> [WRITTEN PROBLEM]: Pick out every line in the entries below that contains the word "screen", and copy each one in full. Case counts, so match only that exact capitalization.

> [TASK INPUTS]:
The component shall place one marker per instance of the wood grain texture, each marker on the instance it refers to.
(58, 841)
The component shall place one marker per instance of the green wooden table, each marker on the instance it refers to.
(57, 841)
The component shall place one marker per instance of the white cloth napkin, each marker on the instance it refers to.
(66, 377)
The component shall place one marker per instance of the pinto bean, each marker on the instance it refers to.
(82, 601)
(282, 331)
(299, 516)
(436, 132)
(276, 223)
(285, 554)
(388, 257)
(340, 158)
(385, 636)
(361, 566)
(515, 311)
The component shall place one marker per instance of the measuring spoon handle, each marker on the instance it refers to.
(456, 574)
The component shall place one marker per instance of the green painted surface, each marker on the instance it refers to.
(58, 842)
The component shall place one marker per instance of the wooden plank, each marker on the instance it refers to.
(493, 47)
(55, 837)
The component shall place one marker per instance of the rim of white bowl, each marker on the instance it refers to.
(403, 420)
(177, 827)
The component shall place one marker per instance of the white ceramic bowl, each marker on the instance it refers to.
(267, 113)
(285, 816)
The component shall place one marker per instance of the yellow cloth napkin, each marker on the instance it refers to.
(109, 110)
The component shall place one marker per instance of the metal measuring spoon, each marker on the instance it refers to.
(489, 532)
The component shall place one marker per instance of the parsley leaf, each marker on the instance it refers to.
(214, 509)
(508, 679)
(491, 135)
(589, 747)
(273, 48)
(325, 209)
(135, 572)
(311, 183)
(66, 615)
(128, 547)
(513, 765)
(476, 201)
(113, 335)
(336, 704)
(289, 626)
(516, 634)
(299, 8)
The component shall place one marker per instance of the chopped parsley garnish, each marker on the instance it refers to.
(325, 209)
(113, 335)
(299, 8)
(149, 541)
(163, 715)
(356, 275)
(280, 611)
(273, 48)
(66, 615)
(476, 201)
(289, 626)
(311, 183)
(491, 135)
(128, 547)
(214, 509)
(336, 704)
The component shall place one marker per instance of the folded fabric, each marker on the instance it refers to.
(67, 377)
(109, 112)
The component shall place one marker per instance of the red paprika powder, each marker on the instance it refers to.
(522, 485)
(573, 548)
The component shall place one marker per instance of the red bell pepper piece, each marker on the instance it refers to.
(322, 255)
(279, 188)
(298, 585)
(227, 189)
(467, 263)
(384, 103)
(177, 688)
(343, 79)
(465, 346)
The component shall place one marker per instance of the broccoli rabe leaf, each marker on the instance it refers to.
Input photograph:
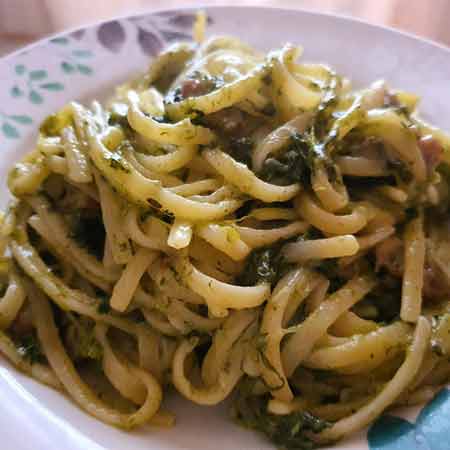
(80, 339)
(264, 264)
(295, 164)
(30, 348)
(88, 231)
(291, 431)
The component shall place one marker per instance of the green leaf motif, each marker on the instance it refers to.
(10, 131)
(20, 69)
(16, 91)
(36, 75)
(35, 97)
(85, 70)
(82, 53)
(62, 41)
(54, 86)
(67, 67)
(22, 119)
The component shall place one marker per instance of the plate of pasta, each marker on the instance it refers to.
(213, 236)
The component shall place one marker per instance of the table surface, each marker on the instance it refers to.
(23, 21)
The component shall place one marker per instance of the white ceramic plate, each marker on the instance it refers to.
(85, 64)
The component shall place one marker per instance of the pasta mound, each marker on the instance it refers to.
(233, 221)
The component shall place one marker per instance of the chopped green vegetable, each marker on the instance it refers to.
(88, 231)
(103, 304)
(295, 164)
(30, 348)
(264, 264)
(80, 339)
(291, 431)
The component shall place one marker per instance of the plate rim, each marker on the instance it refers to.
(202, 6)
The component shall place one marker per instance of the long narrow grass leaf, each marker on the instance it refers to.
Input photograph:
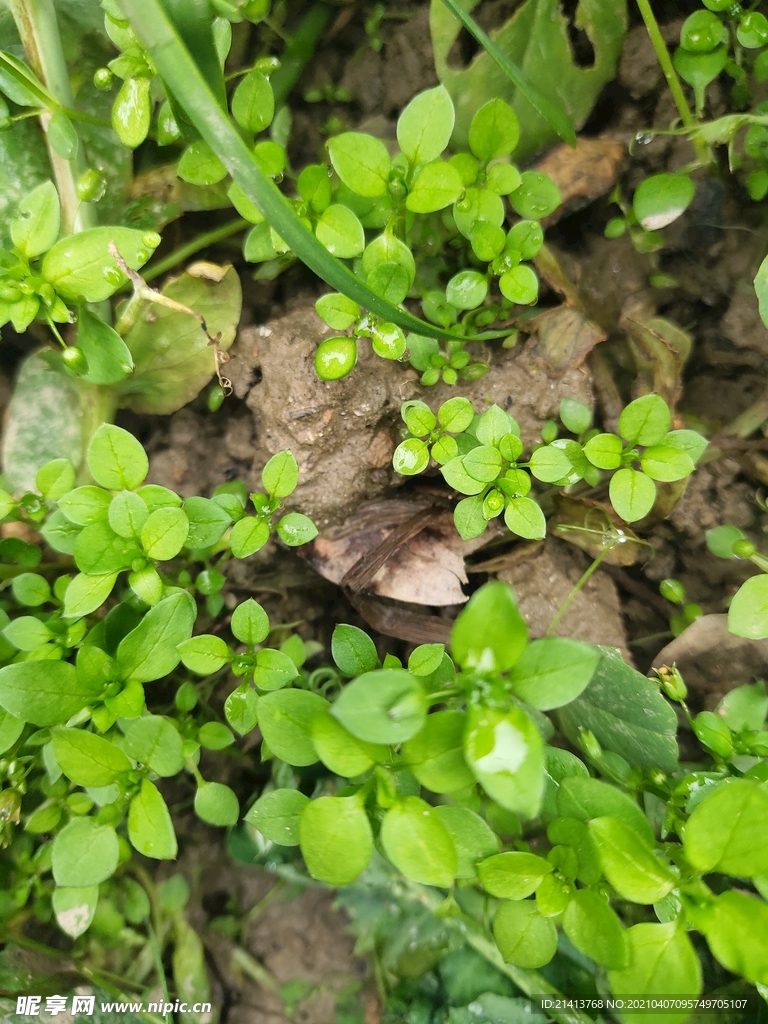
(555, 116)
(183, 78)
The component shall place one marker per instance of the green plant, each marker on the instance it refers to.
(482, 456)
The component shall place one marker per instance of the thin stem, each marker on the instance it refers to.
(38, 28)
(566, 603)
(161, 266)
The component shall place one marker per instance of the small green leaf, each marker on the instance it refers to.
(87, 759)
(150, 825)
(553, 672)
(361, 162)
(424, 127)
(84, 853)
(286, 723)
(505, 752)
(523, 936)
(524, 517)
(489, 634)
(632, 494)
(659, 199)
(419, 844)
(629, 863)
(645, 421)
(353, 650)
(336, 839)
(155, 741)
(387, 706)
(204, 654)
(513, 875)
(276, 815)
(116, 460)
(36, 225)
(216, 804)
(250, 623)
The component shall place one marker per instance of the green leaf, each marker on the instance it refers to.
(253, 102)
(489, 634)
(627, 713)
(116, 460)
(150, 825)
(629, 863)
(216, 804)
(188, 83)
(155, 741)
(583, 799)
(87, 759)
(109, 357)
(595, 930)
(353, 650)
(424, 127)
(172, 355)
(660, 199)
(632, 495)
(645, 421)
(523, 936)
(361, 162)
(523, 70)
(74, 908)
(276, 815)
(736, 929)
(748, 614)
(524, 517)
(665, 462)
(387, 706)
(419, 844)
(273, 670)
(340, 231)
(553, 672)
(35, 227)
(342, 753)
(249, 536)
(728, 830)
(85, 506)
(505, 752)
(242, 709)
(336, 839)
(45, 692)
(81, 267)
(604, 451)
(84, 853)
(127, 514)
(438, 184)
(281, 474)
(512, 876)
(662, 962)
(435, 754)
(250, 623)
(286, 723)
(472, 839)
(204, 654)
(148, 651)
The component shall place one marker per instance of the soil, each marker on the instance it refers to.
(343, 434)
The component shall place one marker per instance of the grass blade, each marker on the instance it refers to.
(555, 116)
(188, 87)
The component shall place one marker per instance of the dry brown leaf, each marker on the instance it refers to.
(584, 173)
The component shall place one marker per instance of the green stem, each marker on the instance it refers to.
(184, 79)
(161, 266)
(38, 28)
(673, 81)
(298, 50)
(566, 603)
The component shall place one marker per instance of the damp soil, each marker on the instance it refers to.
(343, 435)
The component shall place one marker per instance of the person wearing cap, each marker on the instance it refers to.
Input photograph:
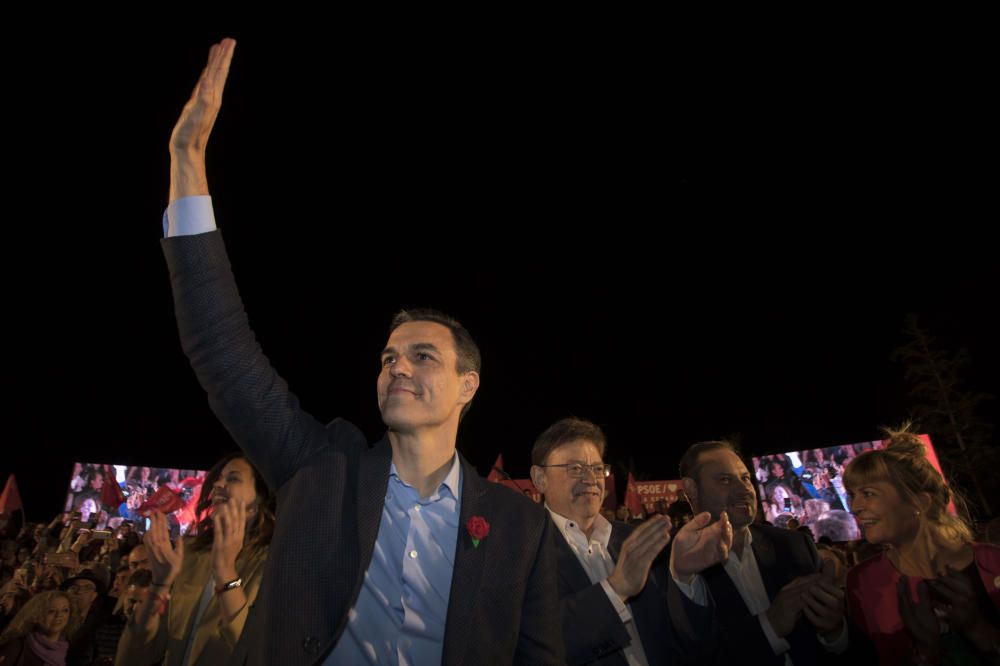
(88, 594)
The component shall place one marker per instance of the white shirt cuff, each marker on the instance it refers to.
(188, 216)
(697, 591)
(623, 612)
(837, 645)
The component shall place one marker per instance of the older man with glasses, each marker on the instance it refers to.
(613, 594)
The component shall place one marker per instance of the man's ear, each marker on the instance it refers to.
(538, 478)
(470, 384)
(691, 490)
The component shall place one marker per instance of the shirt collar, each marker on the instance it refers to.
(601, 532)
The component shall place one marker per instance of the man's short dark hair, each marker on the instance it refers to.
(466, 349)
(565, 431)
(140, 578)
(690, 466)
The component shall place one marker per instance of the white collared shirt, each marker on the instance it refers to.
(595, 559)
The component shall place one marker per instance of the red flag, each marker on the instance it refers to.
(632, 497)
(10, 500)
(163, 500)
(111, 493)
(496, 473)
(611, 497)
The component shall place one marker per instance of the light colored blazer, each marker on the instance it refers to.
(213, 639)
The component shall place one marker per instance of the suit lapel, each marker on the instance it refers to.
(470, 563)
(727, 598)
(767, 560)
(373, 481)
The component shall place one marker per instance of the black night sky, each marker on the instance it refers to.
(677, 249)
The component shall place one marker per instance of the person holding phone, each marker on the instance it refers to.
(203, 586)
(932, 594)
(38, 633)
(775, 602)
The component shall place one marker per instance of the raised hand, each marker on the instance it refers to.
(165, 558)
(788, 606)
(699, 545)
(229, 521)
(637, 555)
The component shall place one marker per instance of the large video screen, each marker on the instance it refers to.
(90, 495)
(808, 484)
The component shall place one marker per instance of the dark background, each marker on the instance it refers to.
(676, 244)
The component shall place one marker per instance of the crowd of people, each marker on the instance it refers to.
(399, 552)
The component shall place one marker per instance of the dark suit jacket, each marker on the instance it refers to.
(331, 487)
(782, 555)
(592, 629)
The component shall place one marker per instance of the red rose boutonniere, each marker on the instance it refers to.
(478, 528)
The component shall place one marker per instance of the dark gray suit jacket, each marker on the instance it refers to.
(331, 487)
(592, 629)
(782, 555)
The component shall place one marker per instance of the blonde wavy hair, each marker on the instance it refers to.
(30, 617)
(903, 463)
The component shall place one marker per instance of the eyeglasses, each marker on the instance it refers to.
(576, 470)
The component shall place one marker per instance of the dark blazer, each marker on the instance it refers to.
(331, 487)
(782, 555)
(592, 630)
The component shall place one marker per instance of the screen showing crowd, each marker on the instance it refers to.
(91, 496)
(808, 484)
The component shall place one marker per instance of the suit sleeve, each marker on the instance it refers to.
(246, 394)
(539, 640)
(591, 627)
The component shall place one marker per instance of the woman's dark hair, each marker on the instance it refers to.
(260, 530)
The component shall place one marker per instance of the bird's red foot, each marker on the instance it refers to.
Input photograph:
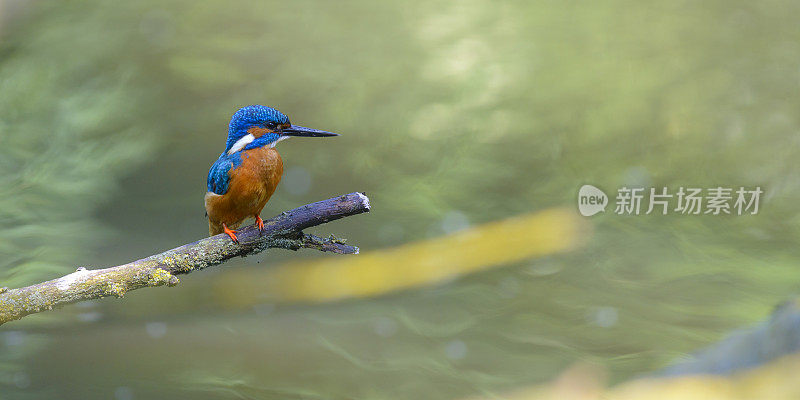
(230, 233)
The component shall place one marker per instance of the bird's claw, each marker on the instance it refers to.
(260, 224)
(230, 233)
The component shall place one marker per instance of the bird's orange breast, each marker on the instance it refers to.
(251, 185)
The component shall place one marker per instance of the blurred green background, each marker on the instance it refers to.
(453, 114)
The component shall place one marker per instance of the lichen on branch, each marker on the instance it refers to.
(283, 231)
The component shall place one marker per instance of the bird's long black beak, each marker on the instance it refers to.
(296, 130)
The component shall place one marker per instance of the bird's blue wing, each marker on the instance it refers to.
(219, 174)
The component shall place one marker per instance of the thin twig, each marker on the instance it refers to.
(283, 231)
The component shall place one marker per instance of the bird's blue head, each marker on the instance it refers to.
(255, 126)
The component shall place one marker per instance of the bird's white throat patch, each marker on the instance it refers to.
(249, 138)
(279, 139)
(244, 141)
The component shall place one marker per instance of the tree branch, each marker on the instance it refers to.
(283, 231)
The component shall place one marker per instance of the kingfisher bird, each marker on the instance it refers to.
(246, 174)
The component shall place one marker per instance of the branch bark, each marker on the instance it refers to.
(283, 231)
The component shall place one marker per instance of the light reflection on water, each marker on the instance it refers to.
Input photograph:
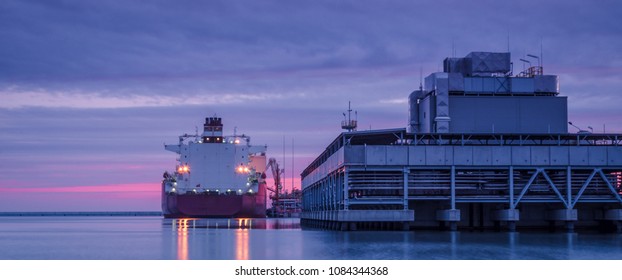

> [RESPONSE]:
The component shall place one marker per instance of the large video screen, each marker on the instance it refers to.
The component shall place one marker per instance of the screen showing crowd, each marker on the instance it refers to.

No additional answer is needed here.